PROBLEM DETAILS:
Reproduce the records below, substituting "rectangles" for each occurrence of "bounding boxes" and leaving everything else unchanged.

- - - - - - -

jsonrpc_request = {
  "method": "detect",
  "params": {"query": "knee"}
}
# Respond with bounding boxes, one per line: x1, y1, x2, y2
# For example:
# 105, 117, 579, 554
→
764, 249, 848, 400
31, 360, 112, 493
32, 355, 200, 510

- - - - - - -

RESPONSE:
jsonrpc_request = {
  "method": "detect",
  "params": {"query": "knee"}
}
# Respond with rectangles, one per line: x1, y1, x2, y2
# For example:
# 105, 117, 579, 554
→
764, 249, 848, 400
31, 360, 112, 493
32, 355, 200, 510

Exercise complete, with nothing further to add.